*** Opening Raw data ***
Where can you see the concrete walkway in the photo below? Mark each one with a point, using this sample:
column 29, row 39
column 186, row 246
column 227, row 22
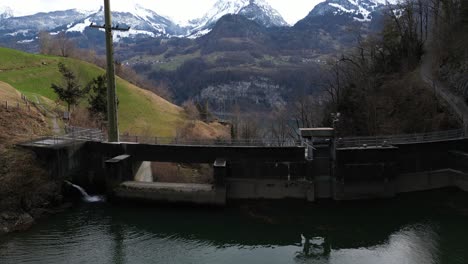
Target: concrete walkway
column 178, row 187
*** Closing Raw data ***
*** Opening Raw data ***
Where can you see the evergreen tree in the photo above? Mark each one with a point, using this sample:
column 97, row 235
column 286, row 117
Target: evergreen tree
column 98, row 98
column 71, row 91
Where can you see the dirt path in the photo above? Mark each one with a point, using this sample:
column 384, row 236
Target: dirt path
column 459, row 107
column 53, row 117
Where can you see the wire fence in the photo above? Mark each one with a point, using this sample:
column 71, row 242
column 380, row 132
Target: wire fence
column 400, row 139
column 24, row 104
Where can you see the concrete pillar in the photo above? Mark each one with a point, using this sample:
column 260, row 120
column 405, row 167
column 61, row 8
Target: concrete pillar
*** Closing Raw data ***
(Directions): Identify the lines in the entries that hold "this" and return each one.

(Exercise output):
Where can you see the concrete walkway in the photo below? Mark each one with a point, using this sample:
Where can you see the evergreen tree in the photo above? Mark each one with a point, using this sample:
Where can you see the dirt path in the photo above? Mark each one with a point, using this sample:
Where can you see the wire fence in the photo above? Mark each one with a point, using this sample:
Where can you see the concrete pillar in the photo above? Mark each one with a point, using this sample:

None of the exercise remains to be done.